Scope and Contents
Call Number: SC1059
Lapidus, Gail W.
Title: Gail W. Lapidus papers
18 Linear feet
Language(s): The materials are in English.
Language(s): English and Cyrillic (exact Slavic language unknown, but presumably Russian)
Department of Special Collections and University Archives
Stanford University Libraries
557 Escondido Mall
Stanford, CA 94305-6064
Phone: (650) 725-1022
This collection was donated by Gail W. Lapidus to Stanford University, Special Collections in MONTH 2011
Information about Access
The materials are open for research use. Audio-visual materials are not available in original format, and must be reformatted
to a digital use copy.
Ownership & Copyright
All requests to reproduce, publish, quote from, or otherwise use collection materials must be submitted in writing to the
Head of Special Collections and University Archives, Stanford University Libraries, Stanford, California 94305-6064. Consent
is given on behalf of Special Collections as the owner of the physical items and is not intended to include or imply permission
from the copyright owner. Such permission must be obtained from the copyright owner, heir(s) or assigns. See: http://library.stanford.edu/depts/spc/pubserv/permissions.html.

Exercise task A
What call number does the archive page give for the Gail W. Lapidus papers?
The archive page and the listing are unrelated to each other.

Dataset
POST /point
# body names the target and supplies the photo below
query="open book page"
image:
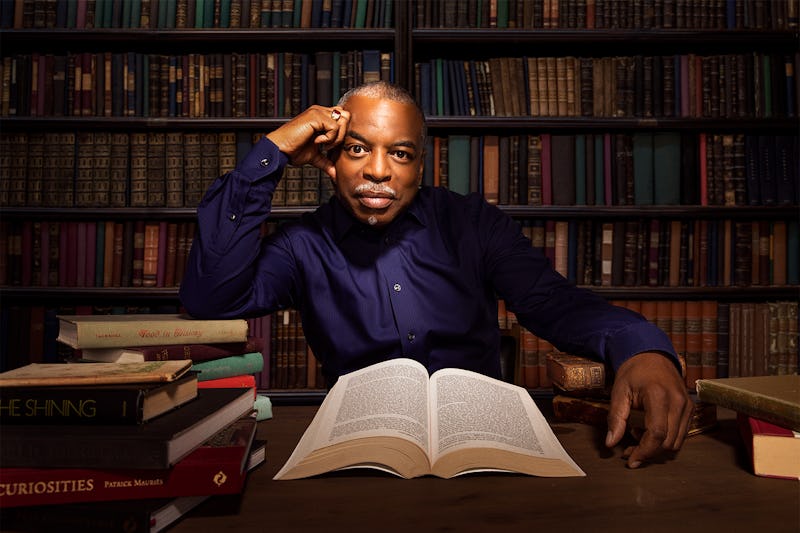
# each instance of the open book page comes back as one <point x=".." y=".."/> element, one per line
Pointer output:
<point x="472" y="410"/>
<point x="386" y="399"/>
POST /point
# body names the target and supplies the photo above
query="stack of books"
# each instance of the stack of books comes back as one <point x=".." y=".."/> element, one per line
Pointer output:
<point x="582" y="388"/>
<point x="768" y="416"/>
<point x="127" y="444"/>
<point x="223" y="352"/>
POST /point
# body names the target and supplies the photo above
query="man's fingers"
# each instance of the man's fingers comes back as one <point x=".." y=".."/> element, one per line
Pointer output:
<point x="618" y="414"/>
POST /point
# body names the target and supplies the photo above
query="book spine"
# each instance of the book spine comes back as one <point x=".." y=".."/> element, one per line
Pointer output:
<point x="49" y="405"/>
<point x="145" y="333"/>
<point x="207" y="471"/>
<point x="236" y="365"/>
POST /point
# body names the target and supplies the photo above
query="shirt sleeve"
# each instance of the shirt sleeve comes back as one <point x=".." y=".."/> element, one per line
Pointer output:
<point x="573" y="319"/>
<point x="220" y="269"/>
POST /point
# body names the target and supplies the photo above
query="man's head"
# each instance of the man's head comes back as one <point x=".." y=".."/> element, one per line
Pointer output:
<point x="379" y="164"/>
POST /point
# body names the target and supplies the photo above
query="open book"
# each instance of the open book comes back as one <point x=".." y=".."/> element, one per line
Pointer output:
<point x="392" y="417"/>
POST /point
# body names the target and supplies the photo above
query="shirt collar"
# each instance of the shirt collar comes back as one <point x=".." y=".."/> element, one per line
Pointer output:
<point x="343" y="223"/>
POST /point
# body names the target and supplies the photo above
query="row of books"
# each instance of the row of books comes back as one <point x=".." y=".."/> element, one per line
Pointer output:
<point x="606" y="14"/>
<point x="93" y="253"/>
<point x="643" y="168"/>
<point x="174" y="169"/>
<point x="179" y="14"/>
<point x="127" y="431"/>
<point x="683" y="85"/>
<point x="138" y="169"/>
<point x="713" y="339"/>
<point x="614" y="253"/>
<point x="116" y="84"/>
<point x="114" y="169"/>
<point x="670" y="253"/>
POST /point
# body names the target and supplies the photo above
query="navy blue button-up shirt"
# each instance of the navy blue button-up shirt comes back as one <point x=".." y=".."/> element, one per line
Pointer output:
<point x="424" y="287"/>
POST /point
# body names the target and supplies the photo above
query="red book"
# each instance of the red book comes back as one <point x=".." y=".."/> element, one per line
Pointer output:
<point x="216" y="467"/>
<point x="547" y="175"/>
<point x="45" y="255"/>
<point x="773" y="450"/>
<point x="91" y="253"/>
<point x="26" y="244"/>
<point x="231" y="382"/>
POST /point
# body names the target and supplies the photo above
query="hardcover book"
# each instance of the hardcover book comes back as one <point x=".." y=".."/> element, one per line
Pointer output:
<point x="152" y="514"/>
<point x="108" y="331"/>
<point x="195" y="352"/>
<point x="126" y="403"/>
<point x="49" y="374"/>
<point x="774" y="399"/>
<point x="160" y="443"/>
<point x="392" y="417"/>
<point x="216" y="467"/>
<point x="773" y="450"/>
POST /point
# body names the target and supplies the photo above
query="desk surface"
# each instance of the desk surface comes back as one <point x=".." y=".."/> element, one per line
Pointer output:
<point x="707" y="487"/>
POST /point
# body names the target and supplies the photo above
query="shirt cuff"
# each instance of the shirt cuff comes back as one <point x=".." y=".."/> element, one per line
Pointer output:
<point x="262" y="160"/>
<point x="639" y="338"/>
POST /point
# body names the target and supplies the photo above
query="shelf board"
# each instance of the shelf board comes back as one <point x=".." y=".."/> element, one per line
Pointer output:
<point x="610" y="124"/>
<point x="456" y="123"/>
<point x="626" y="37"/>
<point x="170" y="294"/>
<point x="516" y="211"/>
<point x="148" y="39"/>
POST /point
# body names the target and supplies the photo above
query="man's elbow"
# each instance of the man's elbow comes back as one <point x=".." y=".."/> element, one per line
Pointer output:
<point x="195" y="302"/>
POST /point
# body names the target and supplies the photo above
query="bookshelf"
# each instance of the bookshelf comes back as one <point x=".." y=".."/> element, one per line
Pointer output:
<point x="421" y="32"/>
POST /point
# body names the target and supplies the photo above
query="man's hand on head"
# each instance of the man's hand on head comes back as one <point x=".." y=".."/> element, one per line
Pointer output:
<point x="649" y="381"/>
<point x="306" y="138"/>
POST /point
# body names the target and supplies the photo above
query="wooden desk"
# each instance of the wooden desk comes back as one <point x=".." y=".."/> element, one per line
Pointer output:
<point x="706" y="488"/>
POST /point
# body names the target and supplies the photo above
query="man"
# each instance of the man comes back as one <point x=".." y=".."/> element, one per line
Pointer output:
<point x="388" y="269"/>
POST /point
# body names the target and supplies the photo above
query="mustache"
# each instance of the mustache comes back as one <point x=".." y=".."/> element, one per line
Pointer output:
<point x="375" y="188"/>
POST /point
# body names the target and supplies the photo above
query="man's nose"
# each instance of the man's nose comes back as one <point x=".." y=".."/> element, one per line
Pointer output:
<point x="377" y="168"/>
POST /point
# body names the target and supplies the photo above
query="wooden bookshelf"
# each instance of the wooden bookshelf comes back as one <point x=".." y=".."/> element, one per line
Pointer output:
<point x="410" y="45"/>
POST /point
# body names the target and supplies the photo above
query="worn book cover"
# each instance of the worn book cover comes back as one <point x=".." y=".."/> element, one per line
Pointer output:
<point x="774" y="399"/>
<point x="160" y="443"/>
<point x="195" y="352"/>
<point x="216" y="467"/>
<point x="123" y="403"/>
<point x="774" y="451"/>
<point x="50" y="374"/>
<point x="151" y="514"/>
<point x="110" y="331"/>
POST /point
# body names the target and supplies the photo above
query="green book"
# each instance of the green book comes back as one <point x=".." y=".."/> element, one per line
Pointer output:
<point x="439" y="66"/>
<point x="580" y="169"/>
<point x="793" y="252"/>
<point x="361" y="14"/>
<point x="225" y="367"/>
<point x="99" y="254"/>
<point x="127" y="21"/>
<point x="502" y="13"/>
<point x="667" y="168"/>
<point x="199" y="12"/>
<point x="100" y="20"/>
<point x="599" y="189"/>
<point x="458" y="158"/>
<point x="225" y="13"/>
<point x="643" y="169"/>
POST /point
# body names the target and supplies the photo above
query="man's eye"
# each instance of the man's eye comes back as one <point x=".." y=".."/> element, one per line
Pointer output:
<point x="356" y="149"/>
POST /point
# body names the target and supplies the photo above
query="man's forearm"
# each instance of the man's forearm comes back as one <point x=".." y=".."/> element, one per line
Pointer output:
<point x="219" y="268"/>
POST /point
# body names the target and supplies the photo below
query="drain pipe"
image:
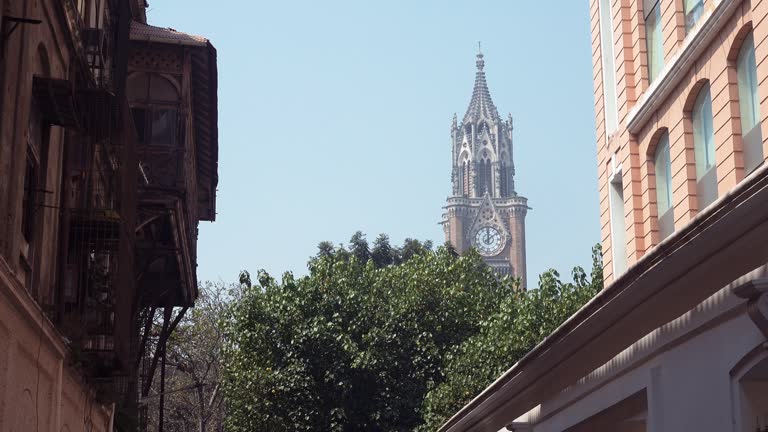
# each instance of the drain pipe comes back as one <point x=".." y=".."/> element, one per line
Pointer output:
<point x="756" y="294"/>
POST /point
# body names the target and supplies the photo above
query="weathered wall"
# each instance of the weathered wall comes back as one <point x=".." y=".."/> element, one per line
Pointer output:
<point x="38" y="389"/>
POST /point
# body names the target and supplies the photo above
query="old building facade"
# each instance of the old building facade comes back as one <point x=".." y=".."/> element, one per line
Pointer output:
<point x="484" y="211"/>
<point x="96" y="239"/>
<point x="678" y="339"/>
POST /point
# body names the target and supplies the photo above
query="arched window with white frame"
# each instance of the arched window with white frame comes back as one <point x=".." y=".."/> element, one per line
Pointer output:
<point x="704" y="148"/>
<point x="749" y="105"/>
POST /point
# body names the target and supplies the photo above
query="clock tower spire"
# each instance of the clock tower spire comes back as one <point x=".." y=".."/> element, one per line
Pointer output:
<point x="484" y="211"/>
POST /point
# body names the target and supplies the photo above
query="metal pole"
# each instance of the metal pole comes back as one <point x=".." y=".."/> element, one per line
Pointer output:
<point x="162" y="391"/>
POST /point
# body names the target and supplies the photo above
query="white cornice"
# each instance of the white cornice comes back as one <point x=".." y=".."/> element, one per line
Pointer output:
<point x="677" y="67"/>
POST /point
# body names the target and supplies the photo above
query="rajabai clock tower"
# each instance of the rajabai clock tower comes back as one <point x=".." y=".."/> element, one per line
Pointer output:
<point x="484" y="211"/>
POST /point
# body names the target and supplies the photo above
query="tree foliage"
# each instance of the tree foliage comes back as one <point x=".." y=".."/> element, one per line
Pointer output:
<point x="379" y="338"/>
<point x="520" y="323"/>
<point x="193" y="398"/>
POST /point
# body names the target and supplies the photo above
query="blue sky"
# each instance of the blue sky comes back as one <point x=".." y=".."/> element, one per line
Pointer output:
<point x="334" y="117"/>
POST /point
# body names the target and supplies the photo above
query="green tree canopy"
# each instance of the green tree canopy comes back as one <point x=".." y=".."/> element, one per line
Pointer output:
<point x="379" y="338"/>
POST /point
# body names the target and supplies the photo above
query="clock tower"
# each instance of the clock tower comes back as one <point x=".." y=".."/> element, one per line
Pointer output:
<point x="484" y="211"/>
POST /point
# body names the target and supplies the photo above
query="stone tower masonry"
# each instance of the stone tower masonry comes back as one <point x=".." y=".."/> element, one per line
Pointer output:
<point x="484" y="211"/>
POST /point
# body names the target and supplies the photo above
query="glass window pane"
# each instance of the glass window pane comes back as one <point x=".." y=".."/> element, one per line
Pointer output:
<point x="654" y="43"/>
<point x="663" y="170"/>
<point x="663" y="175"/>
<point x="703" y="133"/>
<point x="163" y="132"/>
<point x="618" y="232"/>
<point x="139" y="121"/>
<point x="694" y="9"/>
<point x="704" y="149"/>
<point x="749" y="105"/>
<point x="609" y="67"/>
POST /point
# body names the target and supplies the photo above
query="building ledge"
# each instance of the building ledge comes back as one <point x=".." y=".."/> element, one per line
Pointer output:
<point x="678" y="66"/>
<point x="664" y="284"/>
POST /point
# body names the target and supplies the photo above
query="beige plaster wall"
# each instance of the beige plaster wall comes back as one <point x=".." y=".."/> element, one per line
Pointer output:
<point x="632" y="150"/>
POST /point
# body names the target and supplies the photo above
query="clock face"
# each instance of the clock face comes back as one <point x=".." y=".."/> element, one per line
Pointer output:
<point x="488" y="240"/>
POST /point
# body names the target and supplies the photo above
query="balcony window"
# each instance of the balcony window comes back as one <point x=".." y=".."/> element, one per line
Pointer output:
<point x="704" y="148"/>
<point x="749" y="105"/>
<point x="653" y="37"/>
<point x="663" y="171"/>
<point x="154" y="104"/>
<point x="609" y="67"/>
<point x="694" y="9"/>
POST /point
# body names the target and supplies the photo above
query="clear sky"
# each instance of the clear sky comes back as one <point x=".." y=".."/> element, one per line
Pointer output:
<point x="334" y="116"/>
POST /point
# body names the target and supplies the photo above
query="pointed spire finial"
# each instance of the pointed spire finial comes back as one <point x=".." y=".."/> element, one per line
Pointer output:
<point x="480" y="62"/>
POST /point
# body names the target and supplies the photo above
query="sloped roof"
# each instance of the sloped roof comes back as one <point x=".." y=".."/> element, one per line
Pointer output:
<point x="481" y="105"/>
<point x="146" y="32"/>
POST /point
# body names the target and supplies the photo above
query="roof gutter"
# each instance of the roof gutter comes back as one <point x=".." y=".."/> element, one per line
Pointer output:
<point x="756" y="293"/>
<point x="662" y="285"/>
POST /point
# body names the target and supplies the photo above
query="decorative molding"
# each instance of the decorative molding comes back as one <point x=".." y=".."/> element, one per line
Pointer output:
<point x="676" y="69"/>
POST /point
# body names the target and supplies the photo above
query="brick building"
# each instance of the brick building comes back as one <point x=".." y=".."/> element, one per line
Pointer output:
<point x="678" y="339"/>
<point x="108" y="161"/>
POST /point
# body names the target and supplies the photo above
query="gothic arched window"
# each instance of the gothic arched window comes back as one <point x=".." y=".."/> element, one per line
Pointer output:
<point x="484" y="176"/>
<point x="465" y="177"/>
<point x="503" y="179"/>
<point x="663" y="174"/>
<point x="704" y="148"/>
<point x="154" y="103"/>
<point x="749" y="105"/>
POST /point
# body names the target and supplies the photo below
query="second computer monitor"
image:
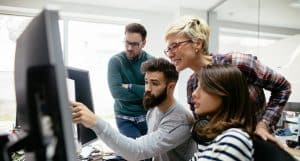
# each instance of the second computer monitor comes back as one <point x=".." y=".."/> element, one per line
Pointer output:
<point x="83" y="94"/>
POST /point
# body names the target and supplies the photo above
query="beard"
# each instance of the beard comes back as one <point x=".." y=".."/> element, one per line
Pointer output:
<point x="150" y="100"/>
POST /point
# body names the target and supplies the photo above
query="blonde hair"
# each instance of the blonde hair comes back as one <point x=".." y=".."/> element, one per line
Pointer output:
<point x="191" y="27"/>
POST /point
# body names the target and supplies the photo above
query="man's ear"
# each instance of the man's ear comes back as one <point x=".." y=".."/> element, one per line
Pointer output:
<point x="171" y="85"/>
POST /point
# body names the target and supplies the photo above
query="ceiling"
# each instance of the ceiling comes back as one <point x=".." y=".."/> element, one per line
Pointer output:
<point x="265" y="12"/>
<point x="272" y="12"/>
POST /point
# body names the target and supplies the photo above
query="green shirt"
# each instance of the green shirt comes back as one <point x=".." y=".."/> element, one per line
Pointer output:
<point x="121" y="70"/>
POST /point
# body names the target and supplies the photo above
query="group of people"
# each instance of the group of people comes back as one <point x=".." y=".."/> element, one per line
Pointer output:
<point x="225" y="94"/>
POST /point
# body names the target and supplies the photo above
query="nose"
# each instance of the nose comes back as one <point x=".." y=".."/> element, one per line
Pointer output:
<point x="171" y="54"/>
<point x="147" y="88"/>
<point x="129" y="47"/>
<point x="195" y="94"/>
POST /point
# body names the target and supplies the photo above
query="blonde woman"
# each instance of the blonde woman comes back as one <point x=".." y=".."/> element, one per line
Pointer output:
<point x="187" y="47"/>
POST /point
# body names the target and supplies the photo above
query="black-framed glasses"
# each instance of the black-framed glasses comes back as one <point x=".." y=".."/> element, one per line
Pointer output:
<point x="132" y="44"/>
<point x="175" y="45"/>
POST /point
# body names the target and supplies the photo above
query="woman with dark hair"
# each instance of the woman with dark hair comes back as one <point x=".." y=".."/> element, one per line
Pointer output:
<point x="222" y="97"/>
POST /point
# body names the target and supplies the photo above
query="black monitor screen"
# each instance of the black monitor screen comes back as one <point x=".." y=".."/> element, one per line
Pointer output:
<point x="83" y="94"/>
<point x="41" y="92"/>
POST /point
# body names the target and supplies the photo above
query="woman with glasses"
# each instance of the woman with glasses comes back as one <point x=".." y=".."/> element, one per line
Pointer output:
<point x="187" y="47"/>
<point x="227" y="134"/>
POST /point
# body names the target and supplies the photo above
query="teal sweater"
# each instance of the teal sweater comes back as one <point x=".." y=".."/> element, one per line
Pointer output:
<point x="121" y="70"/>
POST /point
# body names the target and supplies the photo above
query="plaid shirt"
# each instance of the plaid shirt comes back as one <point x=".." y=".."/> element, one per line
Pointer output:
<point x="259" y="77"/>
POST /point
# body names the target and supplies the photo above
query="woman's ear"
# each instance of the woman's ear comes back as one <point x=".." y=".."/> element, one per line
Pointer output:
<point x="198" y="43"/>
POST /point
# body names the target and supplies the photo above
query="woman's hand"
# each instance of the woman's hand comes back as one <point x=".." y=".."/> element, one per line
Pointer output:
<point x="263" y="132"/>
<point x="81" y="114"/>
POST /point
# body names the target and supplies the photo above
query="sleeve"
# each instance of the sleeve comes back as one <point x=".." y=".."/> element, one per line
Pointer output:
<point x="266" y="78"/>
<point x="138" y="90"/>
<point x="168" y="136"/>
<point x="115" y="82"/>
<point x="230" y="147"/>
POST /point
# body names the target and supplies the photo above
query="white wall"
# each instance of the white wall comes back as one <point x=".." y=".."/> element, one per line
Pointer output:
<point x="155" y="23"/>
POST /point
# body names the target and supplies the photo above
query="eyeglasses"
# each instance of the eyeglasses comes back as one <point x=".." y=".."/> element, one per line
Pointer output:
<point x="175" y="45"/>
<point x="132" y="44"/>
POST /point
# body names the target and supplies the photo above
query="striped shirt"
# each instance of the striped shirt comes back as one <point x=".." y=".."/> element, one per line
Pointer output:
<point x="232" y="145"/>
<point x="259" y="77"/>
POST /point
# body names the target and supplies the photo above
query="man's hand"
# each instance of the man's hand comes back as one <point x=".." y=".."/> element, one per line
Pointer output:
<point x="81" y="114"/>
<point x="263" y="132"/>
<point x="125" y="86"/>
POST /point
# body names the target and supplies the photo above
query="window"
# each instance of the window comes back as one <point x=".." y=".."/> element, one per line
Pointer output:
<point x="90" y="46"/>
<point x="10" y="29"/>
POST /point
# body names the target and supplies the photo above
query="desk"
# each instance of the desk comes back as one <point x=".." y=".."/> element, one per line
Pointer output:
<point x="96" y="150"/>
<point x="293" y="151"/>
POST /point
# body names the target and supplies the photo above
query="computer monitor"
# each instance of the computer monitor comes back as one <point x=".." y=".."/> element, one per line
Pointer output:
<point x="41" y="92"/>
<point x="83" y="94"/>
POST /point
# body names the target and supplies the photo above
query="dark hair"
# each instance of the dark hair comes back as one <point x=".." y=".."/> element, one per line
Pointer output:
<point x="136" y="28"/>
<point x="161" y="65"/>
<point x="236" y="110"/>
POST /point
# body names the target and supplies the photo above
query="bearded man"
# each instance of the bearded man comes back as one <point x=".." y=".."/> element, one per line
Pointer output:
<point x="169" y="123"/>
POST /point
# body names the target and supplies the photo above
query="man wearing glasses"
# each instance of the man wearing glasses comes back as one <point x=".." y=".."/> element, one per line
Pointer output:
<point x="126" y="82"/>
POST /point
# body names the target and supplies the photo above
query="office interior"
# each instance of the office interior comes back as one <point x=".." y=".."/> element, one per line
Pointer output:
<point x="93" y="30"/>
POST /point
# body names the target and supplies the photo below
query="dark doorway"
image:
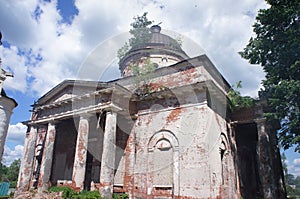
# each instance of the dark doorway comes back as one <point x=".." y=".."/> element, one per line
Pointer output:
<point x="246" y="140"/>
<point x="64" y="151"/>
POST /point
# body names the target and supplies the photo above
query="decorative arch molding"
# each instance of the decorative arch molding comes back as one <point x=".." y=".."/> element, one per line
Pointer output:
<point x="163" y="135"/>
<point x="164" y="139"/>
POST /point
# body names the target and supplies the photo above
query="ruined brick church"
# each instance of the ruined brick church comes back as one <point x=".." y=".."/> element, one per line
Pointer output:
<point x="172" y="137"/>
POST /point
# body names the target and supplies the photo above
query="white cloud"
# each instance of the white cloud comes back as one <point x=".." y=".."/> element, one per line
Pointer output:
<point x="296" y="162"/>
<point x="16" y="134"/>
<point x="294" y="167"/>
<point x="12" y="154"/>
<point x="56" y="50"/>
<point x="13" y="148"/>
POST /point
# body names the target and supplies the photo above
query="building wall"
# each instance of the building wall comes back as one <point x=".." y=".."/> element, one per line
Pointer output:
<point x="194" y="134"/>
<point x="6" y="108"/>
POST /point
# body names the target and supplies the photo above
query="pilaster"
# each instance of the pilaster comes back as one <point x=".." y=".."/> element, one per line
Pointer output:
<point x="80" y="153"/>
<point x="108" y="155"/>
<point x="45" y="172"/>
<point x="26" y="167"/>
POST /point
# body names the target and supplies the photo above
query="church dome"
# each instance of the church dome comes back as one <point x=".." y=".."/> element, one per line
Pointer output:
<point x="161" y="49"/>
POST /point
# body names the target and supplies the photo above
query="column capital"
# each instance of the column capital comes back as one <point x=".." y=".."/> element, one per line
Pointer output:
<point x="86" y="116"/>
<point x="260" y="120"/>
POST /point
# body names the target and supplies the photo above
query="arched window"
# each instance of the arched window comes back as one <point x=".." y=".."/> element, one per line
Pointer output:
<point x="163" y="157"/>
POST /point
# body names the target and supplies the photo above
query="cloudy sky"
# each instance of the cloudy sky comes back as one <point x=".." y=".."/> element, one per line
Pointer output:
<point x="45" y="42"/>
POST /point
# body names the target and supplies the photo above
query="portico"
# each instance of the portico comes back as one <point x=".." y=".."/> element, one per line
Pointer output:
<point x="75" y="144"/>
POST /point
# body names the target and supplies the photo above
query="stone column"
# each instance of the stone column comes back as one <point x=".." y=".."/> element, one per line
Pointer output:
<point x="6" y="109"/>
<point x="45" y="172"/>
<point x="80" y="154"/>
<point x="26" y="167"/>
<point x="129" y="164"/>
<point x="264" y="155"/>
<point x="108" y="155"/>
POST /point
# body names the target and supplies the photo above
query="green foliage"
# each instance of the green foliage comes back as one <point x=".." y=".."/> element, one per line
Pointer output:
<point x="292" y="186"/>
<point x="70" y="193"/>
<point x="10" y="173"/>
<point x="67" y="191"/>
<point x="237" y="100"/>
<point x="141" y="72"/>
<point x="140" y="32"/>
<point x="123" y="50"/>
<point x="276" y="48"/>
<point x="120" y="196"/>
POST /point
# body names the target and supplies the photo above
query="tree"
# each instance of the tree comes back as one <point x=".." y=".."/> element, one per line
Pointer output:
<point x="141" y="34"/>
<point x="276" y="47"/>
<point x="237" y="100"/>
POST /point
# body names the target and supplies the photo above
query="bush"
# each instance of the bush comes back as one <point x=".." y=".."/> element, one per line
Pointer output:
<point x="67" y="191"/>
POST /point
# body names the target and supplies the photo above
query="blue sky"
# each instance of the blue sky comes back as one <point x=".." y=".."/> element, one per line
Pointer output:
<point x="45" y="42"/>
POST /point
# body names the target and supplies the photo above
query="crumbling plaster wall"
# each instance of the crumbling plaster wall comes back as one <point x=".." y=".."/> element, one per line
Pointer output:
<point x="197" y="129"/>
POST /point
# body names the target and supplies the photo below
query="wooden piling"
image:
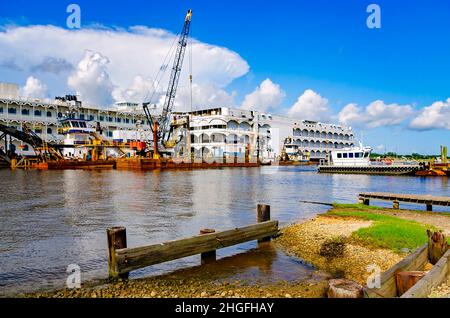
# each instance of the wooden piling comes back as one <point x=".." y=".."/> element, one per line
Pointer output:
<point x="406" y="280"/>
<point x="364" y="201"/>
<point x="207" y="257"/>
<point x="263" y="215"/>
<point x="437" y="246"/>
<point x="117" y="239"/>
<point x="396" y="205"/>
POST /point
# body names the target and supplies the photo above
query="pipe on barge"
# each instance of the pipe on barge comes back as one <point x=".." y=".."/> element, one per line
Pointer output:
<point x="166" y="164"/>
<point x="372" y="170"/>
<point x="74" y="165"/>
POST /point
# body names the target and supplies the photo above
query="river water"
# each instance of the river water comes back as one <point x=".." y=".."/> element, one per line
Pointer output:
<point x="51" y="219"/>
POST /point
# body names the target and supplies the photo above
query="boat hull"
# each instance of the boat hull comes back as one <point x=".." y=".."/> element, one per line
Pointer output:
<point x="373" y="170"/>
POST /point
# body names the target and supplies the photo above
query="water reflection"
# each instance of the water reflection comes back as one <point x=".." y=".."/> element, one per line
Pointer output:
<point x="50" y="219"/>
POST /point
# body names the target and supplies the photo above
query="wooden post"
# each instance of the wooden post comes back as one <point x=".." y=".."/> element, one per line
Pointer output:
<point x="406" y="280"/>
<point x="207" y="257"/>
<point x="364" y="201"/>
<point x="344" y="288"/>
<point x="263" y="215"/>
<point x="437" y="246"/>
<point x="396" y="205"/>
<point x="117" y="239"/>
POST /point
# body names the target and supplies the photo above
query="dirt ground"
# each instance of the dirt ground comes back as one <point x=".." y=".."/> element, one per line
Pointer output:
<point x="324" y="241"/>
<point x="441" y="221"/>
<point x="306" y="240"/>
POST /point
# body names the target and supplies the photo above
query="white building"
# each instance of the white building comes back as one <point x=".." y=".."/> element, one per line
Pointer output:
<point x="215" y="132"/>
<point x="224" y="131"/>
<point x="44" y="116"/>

Exercise task B
Please find every line in the listing above that contains the word "capital" and copy each one.

Expected output A
SC1059

Expected output B
query="column capital"
# each instance of the column capital comes back as one <point x=".." y=".."/> element, one per line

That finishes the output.